**PROBLEM**
Give as output the line that contains "Keypoint placement rule: for each instance of the blonde", followed by every remaining line of the entries, unchanged and with nothing added.

____ INPUT MATERIAL

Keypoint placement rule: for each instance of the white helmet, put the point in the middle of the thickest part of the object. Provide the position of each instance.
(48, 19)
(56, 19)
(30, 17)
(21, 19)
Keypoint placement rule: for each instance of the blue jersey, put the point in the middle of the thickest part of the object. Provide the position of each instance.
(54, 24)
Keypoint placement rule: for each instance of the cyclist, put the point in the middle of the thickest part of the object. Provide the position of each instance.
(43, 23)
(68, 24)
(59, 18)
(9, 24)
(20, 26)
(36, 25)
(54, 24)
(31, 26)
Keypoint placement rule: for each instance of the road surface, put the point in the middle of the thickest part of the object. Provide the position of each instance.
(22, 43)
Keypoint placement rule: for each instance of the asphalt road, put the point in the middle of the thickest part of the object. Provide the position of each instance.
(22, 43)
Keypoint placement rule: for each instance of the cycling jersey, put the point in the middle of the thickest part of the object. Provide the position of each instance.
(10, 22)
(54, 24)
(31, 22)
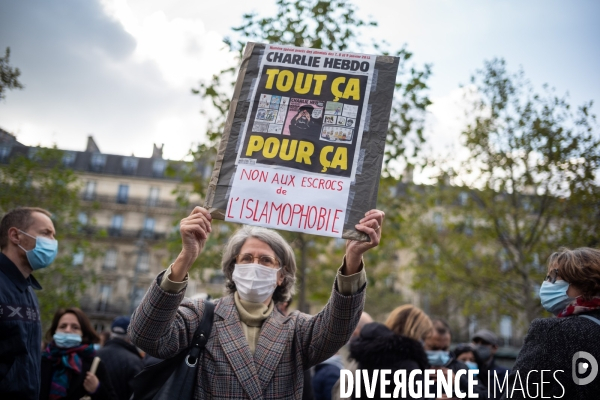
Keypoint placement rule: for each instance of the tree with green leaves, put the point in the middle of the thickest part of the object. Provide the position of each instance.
(332, 25)
(8, 75)
(527, 185)
(41, 180)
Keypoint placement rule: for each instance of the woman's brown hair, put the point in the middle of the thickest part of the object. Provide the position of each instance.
(88, 334)
(580, 267)
(409, 321)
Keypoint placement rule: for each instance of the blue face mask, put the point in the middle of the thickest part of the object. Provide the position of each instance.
(43, 253)
(554, 296)
(471, 365)
(438, 358)
(66, 340)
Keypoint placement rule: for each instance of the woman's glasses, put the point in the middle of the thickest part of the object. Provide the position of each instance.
(552, 275)
(267, 261)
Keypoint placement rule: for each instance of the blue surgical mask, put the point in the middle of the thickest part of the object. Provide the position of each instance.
(554, 296)
(438, 358)
(66, 340)
(471, 365)
(43, 253)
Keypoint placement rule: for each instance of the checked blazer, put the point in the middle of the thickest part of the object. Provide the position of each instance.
(164, 324)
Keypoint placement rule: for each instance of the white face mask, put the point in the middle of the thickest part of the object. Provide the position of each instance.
(255, 282)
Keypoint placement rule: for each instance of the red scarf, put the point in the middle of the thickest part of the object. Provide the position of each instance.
(580, 306)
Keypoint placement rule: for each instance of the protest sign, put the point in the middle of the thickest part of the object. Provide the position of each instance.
(304, 139)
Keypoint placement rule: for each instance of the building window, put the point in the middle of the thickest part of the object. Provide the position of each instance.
(110, 259)
(4, 152)
(82, 218)
(138, 296)
(158, 168)
(504, 260)
(69, 158)
(89, 192)
(32, 153)
(148, 230)
(116, 225)
(98, 162)
(506, 328)
(469, 225)
(129, 165)
(435, 252)
(78, 258)
(123, 194)
(143, 264)
(153, 196)
(104, 297)
(438, 220)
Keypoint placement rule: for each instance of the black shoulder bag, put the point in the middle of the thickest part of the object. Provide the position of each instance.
(175, 378)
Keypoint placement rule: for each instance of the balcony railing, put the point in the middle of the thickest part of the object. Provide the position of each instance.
(136, 233)
(134, 201)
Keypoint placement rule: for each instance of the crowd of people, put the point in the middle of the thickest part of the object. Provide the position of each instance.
(259, 349)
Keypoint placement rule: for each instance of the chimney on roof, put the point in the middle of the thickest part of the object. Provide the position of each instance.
(92, 147)
(6, 137)
(157, 151)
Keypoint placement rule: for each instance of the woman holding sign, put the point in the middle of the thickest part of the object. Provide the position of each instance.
(253, 351)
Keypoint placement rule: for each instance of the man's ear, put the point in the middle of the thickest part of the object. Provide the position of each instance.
(13, 235)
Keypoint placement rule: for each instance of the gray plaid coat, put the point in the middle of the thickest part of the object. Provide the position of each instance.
(164, 324)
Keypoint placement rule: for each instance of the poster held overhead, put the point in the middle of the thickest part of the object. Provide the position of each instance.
(303, 142)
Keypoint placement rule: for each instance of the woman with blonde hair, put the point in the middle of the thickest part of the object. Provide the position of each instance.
(397, 345)
(567, 345)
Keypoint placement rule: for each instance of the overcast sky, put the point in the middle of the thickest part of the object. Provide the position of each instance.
(122, 70)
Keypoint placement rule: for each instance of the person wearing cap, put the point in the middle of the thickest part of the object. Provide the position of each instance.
(437, 348)
(486, 346)
(123, 360)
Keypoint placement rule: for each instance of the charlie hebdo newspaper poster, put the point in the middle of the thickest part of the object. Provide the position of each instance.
(303, 142)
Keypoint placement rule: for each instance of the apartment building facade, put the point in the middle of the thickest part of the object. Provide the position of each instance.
(128, 210)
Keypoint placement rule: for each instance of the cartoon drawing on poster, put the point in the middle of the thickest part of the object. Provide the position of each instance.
(303, 117)
(293, 153)
(260, 127)
(350, 111)
(329, 120)
(334, 108)
(265, 100)
(275, 128)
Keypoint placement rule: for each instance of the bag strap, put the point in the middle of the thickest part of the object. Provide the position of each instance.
(596, 320)
(201, 335)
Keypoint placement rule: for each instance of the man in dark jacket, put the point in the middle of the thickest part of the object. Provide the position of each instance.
(123, 360)
(437, 347)
(27, 243)
(486, 346)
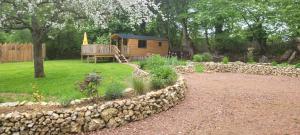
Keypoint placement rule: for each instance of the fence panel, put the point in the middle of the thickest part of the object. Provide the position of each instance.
(17, 52)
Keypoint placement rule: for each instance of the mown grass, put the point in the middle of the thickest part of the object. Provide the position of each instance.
(16, 79)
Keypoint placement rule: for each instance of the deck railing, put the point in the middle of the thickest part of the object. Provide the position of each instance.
(102, 50)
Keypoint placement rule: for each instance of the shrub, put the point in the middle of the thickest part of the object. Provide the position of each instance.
(198, 58)
(114, 91)
(139, 85)
(283, 65)
(154, 61)
(90, 85)
(207, 57)
(225, 60)
(173, 61)
(142, 64)
(65, 101)
(157, 83)
(163, 76)
(199, 68)
(274, 63)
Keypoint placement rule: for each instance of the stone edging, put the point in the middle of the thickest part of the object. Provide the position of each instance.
(91, 118)
(137, 72)
(258, 69)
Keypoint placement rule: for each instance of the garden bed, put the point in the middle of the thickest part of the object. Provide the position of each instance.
(258, 69)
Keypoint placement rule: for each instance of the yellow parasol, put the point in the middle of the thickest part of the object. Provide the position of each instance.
(85, 41)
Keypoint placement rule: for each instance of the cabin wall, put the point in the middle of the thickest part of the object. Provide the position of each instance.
(152, 48)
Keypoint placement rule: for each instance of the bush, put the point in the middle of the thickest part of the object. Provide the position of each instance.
(274, 63)
(139, 85)
(157, 60)
(142, 64)
(154, 61)
(225, 60)
(207, 57)
(114, 91)
(199, 68)
(173, 61)
(162, 77)
(198, 58)
(90, 85)
(157, 83)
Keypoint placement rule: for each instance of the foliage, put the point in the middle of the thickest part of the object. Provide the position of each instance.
(205, 57)
(114, 91)
(90, 85)
(139, 85)
(199, 68)
(283, 64)
(60, 81)
(274, 63)
(225, 60)
(297, 65)
(162, 76)
(198, 58)
(36, 93)
(156, 61)
(103, 40)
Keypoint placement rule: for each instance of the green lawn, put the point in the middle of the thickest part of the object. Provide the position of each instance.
(16, 79)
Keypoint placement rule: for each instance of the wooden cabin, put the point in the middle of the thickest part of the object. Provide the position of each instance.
(127, 46)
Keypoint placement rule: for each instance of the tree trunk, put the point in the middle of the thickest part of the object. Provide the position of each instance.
(186, 42)
(37, 34)
(261, 37)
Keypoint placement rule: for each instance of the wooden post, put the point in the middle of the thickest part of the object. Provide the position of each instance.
(122, 46)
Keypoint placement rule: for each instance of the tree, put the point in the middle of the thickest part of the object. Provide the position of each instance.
(41, 16)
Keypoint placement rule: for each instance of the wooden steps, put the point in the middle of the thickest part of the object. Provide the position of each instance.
(119, 56)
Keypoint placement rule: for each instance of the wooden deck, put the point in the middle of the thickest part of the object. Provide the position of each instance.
(95, 52)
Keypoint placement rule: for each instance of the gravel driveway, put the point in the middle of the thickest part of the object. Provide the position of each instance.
(227, 103)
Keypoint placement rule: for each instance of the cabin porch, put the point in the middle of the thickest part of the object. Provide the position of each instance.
(95, 52)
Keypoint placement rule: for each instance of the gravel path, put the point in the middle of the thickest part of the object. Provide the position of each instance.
(226, 103)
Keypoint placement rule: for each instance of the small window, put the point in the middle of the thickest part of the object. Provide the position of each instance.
(125, 41)
(159, 44)
(142, 44)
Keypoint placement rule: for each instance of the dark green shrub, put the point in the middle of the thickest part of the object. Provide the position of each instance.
(198, 58)
(90, 85)
(207, 57)
(283, 64)
(154, 61)
(199, 68)
(139, 85)
(225, 60)
(173, 61)
(274, 63)
(162, 77)
(157, 83)
(114, 91)
(142, 64)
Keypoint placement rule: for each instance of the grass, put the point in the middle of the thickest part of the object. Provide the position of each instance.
(16, 79)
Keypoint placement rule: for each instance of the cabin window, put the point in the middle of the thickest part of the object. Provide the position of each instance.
(159, 44)
(125, 41)
(142, 44)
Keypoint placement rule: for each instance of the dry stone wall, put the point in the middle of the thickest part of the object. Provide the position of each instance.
(90, 118)
(258, 69)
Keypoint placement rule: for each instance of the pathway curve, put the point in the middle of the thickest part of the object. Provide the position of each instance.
(227, 103)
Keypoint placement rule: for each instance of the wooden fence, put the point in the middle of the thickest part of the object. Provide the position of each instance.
(17, 52)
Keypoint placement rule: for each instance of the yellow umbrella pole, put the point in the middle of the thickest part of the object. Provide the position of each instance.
(85, 41)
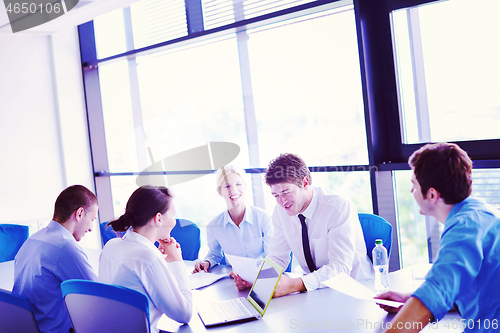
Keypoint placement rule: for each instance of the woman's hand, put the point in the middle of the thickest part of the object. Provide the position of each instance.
(240, 283)
(392, 296)
(201, 266)
(171, 248)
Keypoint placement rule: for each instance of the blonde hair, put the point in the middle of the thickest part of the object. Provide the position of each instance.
(226, 170)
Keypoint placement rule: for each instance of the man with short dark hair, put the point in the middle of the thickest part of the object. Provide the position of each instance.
(320, 227)
(467, 269)
(52, 256)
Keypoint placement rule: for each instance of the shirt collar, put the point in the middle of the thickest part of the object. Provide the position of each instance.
(309, 212)
(130, 235)
(246, 218)
(60, 228)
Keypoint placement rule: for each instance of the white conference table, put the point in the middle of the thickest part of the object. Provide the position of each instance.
(322, 310)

________

**SOLUTION TO THIS TASK**
Keypoint placement rule: for each instance of the blonde hair, put the point in the middle of the thickest part of the object. Provide the position of each instance.
(226, 170)
Keypoint placement rule: for each instance of the man with short dark hair, put the point in the middle of the thickest part of the object. Provide the position of each instance.
(320, 227)
(467, 269)
(52, 256)
Keypoint placement rule: for each instance of the shirt collar, put the point in the middle of the thickest part of the object. Provide the position of each instance.
(309, 212)
(130, 235)
(246, 218)
(60, 228)
Keypoint placement rule: for each instance of the white conference table, put the point in the middle of the thickest part of the object. Provide the position of each instance.
(322, 310)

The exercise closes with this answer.